▸ Records:

# # # # # # #

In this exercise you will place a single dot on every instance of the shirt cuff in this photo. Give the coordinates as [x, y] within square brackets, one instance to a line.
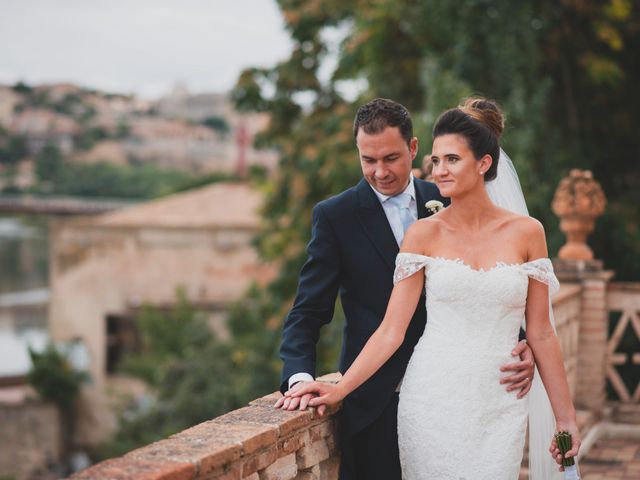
[300, 377]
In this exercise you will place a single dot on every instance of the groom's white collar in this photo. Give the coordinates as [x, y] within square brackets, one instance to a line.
[410, 189]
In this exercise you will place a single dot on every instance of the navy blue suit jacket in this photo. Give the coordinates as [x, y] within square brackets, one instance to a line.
[352, 251]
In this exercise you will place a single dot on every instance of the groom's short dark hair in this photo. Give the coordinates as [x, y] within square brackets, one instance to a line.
[373, 117]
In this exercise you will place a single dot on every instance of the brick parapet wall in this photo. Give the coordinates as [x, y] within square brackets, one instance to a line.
[256, 442]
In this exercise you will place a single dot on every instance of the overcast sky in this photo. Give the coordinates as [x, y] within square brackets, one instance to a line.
[138, 46]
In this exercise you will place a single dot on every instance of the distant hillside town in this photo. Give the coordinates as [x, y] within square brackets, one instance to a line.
[193, 133]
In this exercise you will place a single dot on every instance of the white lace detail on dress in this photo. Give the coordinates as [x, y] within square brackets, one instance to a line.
[542, 270]
[407, 264]
[455, 420]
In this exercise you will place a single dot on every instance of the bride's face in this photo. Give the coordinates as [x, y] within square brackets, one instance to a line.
[456, 170]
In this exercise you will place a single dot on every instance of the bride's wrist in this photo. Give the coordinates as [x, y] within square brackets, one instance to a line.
[566, 423]
[342, 389]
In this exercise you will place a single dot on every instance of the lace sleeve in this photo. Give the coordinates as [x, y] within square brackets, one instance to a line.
[542, 270]
[407, 264]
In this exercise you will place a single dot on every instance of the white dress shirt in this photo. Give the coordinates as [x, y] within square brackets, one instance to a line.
[395, 223]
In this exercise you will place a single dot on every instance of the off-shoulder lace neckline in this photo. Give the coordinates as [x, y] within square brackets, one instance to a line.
[459, 261]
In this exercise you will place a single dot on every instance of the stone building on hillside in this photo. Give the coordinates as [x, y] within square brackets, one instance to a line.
[104, 268]
[8, 100]
[42, 127]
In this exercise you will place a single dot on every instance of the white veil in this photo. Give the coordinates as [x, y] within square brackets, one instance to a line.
[505, 191]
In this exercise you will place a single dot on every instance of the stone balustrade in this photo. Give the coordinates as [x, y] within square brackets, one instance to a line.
[258, 442]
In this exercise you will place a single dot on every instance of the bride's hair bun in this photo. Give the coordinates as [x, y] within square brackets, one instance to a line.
[480, 122]
[485, 111]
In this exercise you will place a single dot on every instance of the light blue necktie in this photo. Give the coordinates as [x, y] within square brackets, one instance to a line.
[402, 204]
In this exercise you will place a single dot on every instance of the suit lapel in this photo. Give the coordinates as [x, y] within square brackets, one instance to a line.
[375, 223]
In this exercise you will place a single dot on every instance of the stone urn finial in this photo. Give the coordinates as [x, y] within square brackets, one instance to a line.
[578, 201]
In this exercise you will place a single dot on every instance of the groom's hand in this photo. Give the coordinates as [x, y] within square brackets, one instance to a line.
[523, 370]
[297, 403]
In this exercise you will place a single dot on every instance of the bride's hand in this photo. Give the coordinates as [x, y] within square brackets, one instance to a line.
[327, 393]
[576, 441]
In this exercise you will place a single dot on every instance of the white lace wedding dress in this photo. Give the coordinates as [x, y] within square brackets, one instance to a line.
[455, 420]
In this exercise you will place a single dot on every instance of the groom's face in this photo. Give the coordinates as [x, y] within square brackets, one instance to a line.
[386, 159]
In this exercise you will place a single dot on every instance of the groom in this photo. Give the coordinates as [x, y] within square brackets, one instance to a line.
[355, 238]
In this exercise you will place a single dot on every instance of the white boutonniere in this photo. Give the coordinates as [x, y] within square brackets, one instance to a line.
[433, 207]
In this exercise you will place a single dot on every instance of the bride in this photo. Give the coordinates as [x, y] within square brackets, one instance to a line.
[485, 270]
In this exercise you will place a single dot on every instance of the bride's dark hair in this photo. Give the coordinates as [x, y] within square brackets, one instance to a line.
[480, 122]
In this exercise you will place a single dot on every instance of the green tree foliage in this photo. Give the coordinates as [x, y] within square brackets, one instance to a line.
[219, 124]
[190, 372]
[564, 73]
[49, 165]
[53, 377]
[12, 148]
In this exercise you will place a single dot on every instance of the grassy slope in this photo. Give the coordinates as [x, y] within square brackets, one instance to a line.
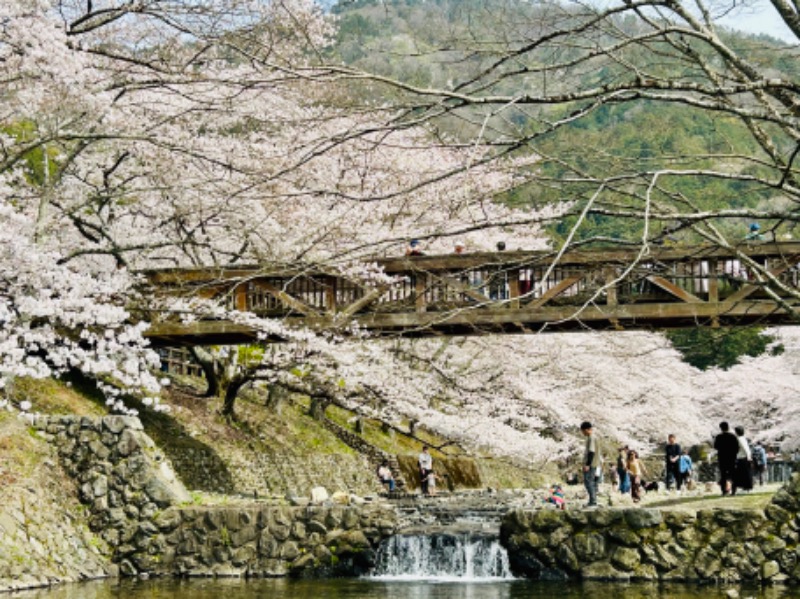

# # # # # # #

▸ To be done: Print every entry exactly as written, without the pictures.

▸ Correct output:
In this exercise you will place a single dot on every instance of the shirt cuff in this photo. Give the coordinates as [x, y] within square brackets, one instance to a line.
[300, 377]
In this exercise you will place a single dot on every instance of the groom's white collar in this photo. Give the coordinates as [x, y] within square brackets, one instance to a line.
[410, 189]
In this exercise you will place a single dot on every instance of the navy blue suit jacket in this photo. Give the coordinates as [x, y] within square brackets, one instance to a line.
[352, 251]
In this exercise you will place a single dot on every instance of the groom's short dark hair in this photo. Give the coordinates as [x, y] within square brackets, one instance to a line.
[373, 117]
In this exercise you will place a single dot on every instance of the brick parapet wall in this photo. Give the coordinates as [x, y] within square brackets, one instance to a line.
[256, 442]
In this exercise you will place a single dot on every instance of the overcast sky in this photo. Give the coordinates as [x, y] within square brackets, one instance to a line.
[138, 46]
In this exercise you will place a single dot on every instance of the distant hillside town in this photo. Give the coordinates as [x, y] within square brackets, one instance to a line.
[193, 133]
In this exercise you will place a single dot on every instance of the white lace detail on dress in this photo. Give the coordinates as [x, y] within square brackets, one instance to a line.
[542, 270]
[407, 264]
[455, 420]
In this exercise you will place a single dot on every instance of the bride's face in this photo. Give the coordinates as [x, y] within square brackets, one instance to a line.
[456, 170]
In this exercise you will place a single dot on every instance of the bride's wrist in this photo. Give the coordinates as [x, y] within square brackets, one instance to a line.
[566, 423]
[342, 389]
In this exercise you will place a single dot on every instance of the lace sleeve in this photo. Give the coordinates as [x, y] within square brackets, one instance to a line.
[542, 270]
[407, 264]
In this exercise you will place a single dot on every instance of the white dress shirt in this photo. Give the coordinates as [x, y] within square brackets, one instance to a line.
[395, 223]
In this exercise you will place a single dot on every instance of the off-shoulder lace neckline in this photo. Give the coordinates as [x, y] within square brackets, one instance to a line.
[459, 261]
In this exercise you will place a single dot on every instance of the stone building on hillside in this photo. Give the coordinates as [x, y] within square brackets, one instance to a line.
[104, 268]
[8, 100]
[42, 127]
In this exercise you will place a single dot on every instance of the white veil in this photo. Give the coordinates as [x, y] within square brackets, one instance to a line.
[505, 191]
In this exercise you will place a single dot on every instance of the stone balustrade in this photo. Give the coordinates as [x, y] within square brackets, one instance to a line.
[258, 442]
In this exercise you will place a single dot on every instance of the bride's hair bun in this photo. Give the coordinates as [x, y] within square brackets, one instance to a line.
[480, 122]
[485, 111]
In this exercise you will place a single dot on every instance of the light blue necktie in this photo. Give the coordinates as [x, y] within square brackets, one instance to a line.
[402, 204]
In this exercise you will place a single dot on every instance of the suit lapel in this photo. Give the coordinates as [x, y] within square brackets, one instance to a line.
[375, 223]
In this exercise you will place a single dot on every instance of the stone urn finial in this photo. Give the coordinates as [x, y] within square brackets, one instance to a line.
[578, 201]
In this exercise you will place a single dot on every instance of the groom's hand in this photo. Give the coordinates as [x, y] within square brackets, one instance to a line.
[523, 370]
[297, 403]
In this exercise you will place a single dot on every instance of the bride's hand in this photo. Give the coordinates as [x, y] within square brackets, one instance to a line.
[327, 393]
[576, 441]
In this exercise you will place a single dot on every instance of the white lace wedding dress in this photo. Give the coordinates as [x, y] within square brackets, one instance to a line.
[455, 420]
In this exercise you will place a single dot on every instance of the groom's face in this photo. Give the coordinates as [x, y] within square brackets, one instance to a line.
[386, 159]
In this exercise you will place a single dot on every instance of the groom in this photo. Give the coordinates as [x, y] within square brackets, one instance to a line.
[355, 238]
In this exercise you will place a single dot on every instance of the white boutonniere in this photo. Give the coordinates as [x, y] within square brackets, one instance to a line.
[433, 207]
In this exercise you will place a single dot on every instance of the bride in this photo. Give the coordinates as [x, y] within square brackets, one instance to a line.
[485, 270]
In this exercise you will place a single dot on every instance of the bride's dark hair in this photo. Give the coordinates as [x, y] within square brackets, one instance to a line.
[480, 122]
In this exercise you will place a single dot on every instance of the green tree foliage in this photo. Give the coordinates as [x, y] within square brackets, one instance to a line.
[219, 124]
[190, 372]
[564, 73]
[49, 165]
[53, 377]
[12, 148]
In this exercise you will place a single dot on every instance of the grassy slope in this photo. Give the coordinates as [x, y] within square brackets, one instance to a line.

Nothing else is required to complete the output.